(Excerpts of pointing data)
▼

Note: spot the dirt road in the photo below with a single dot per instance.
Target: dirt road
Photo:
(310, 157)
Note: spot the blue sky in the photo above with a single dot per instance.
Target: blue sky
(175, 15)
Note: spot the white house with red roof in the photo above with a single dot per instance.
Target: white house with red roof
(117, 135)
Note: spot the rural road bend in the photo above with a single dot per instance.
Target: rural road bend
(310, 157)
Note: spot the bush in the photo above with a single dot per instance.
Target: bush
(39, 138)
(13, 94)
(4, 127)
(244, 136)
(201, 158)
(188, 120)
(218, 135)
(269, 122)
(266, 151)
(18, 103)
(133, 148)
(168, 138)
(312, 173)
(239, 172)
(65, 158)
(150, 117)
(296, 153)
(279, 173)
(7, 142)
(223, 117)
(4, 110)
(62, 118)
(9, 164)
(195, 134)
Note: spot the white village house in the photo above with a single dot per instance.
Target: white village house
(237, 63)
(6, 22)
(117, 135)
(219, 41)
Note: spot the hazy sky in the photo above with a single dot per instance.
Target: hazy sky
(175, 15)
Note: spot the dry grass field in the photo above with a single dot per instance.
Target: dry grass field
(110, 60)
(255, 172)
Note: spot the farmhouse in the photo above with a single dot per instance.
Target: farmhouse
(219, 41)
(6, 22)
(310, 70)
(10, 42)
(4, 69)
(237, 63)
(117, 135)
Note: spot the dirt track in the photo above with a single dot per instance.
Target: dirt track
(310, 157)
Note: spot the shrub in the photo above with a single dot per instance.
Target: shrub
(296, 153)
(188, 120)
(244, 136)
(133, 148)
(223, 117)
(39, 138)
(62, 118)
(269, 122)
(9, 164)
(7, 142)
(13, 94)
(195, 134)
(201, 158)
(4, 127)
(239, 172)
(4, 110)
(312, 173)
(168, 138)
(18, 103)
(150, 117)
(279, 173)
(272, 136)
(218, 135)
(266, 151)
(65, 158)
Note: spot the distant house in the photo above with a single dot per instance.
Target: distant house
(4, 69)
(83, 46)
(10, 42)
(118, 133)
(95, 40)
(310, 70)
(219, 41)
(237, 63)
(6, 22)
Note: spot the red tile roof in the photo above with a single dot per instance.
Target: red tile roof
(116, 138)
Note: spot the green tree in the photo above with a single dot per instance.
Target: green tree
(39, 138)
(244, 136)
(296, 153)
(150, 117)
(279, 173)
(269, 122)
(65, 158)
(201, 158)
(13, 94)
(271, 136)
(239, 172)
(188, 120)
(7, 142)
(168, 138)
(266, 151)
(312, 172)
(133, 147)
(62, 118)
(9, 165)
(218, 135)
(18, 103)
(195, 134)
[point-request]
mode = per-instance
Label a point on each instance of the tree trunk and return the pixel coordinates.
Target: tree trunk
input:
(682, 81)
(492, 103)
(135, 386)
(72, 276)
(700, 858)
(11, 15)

▲
▼

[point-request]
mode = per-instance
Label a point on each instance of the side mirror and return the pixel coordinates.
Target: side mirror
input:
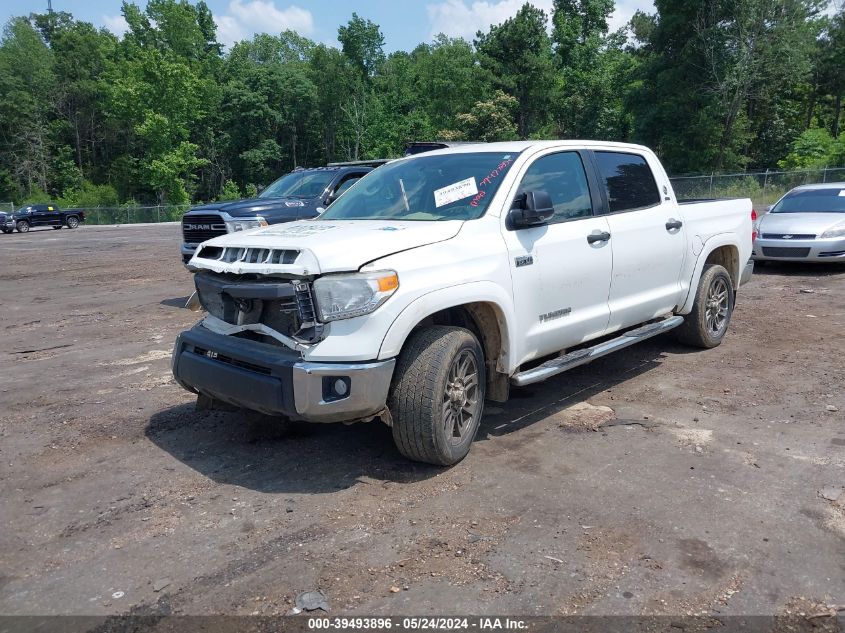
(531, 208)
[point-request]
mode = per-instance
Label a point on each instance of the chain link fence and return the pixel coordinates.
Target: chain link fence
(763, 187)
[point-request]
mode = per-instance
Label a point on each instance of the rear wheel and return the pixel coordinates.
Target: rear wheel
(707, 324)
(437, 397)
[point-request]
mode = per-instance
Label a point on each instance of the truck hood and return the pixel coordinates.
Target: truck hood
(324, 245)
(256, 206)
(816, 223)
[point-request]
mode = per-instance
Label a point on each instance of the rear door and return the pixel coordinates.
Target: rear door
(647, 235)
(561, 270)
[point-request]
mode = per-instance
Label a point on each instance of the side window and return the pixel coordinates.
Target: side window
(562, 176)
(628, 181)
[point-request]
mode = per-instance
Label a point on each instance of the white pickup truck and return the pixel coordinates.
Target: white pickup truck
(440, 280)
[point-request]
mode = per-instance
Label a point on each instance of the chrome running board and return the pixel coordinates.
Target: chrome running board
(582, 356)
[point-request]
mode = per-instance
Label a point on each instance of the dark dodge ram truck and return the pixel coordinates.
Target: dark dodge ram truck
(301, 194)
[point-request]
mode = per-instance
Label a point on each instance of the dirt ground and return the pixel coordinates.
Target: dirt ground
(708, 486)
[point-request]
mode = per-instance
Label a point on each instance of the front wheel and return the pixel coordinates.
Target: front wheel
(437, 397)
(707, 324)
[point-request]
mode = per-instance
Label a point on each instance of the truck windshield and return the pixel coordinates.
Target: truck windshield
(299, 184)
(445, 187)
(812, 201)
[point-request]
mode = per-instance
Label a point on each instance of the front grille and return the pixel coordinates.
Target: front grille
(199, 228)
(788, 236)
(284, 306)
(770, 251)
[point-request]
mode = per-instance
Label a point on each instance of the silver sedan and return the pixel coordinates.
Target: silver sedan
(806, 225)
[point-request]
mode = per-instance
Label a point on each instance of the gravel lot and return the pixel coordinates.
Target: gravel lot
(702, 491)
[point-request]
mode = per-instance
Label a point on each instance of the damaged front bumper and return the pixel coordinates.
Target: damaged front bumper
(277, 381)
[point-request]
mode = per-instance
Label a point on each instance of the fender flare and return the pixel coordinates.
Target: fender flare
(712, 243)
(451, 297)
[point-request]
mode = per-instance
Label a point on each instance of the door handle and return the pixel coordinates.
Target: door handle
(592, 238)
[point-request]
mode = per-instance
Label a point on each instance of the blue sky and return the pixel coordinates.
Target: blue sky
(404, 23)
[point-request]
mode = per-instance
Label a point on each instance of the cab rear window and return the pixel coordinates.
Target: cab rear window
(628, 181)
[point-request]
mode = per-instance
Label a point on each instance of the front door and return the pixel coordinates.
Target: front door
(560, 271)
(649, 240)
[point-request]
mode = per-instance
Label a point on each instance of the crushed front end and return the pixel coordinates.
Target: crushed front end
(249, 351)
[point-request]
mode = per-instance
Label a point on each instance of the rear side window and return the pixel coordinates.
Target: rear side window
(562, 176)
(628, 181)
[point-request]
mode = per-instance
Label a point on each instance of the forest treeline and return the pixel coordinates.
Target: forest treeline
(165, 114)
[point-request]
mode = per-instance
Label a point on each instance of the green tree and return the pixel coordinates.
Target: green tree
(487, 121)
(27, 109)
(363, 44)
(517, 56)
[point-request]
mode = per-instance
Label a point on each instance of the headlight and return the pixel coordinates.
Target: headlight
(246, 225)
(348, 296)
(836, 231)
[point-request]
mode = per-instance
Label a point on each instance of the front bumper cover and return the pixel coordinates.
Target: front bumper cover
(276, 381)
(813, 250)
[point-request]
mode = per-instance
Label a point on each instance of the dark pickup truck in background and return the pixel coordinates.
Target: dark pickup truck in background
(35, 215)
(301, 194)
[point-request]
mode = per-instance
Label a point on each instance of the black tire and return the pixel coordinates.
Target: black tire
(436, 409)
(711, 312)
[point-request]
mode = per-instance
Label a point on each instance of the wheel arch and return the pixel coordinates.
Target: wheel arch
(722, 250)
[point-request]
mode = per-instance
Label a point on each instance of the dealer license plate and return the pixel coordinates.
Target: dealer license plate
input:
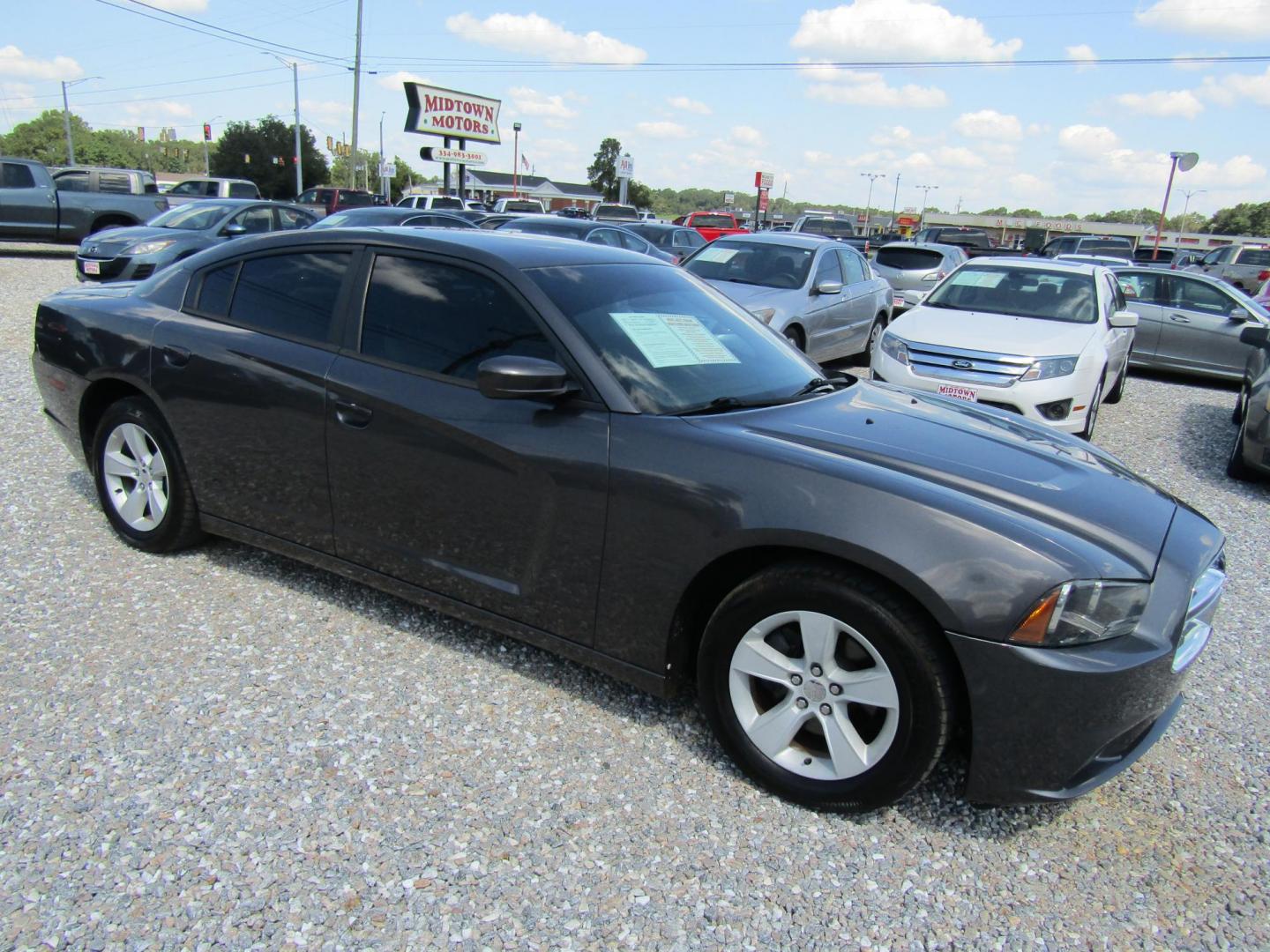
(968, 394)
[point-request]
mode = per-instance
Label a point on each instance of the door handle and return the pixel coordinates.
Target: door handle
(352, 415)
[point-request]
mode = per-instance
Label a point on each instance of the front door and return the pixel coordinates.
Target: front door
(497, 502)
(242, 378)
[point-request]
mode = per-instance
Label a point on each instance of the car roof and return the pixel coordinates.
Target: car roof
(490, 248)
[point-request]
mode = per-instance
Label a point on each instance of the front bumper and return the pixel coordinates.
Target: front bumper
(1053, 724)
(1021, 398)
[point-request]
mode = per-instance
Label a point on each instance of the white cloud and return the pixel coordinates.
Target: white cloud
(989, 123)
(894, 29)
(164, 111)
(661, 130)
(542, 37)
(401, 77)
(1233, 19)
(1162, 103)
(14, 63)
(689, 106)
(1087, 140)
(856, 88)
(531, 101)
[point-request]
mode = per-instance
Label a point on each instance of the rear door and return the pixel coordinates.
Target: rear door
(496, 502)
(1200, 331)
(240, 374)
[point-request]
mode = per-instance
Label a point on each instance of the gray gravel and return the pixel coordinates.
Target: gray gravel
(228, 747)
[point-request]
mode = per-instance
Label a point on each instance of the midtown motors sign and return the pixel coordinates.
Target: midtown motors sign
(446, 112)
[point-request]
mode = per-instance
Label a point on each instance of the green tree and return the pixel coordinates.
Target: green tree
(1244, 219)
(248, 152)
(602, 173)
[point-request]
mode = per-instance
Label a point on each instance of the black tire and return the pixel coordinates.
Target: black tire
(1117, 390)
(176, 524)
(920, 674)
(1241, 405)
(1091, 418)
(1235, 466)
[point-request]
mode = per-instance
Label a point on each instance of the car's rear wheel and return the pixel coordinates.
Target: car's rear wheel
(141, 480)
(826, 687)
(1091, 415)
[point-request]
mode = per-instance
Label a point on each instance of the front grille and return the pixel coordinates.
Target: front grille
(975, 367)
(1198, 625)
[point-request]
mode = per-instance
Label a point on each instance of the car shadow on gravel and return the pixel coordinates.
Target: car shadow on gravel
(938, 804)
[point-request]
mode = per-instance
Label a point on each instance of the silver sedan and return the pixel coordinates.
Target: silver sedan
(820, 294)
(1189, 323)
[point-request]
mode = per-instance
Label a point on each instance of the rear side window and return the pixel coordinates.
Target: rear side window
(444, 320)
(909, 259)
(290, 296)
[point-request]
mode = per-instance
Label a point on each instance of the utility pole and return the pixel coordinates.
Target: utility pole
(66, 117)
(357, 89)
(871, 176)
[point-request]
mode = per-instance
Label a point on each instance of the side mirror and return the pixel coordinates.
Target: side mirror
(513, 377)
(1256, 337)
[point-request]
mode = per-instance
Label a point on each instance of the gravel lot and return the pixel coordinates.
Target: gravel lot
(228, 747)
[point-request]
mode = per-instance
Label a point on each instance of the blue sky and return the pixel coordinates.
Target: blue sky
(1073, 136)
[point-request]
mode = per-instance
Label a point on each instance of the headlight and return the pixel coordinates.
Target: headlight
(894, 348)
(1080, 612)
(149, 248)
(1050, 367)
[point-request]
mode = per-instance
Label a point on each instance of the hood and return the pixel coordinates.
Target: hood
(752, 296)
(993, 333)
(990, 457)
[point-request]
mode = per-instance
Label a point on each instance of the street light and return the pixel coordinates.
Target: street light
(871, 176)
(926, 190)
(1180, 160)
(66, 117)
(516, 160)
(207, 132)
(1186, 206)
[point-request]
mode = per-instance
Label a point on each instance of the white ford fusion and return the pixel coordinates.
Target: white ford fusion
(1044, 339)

▲
▼

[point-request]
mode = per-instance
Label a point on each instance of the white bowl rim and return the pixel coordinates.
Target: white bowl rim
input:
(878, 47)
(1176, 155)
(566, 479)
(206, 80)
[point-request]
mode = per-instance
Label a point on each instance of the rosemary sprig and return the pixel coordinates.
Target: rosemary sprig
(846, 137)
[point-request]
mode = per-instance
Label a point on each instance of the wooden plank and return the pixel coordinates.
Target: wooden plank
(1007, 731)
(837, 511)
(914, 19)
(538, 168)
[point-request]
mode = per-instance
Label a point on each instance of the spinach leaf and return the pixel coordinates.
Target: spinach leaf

▲

▶ **STATED GOAL**: Collect every line of the data above that contains the string "utility", matching case exactly.

▶ **THE ANSWER**:
Label a point on each instance of the utility pole and return the pixel coordinates.
Target: utility pole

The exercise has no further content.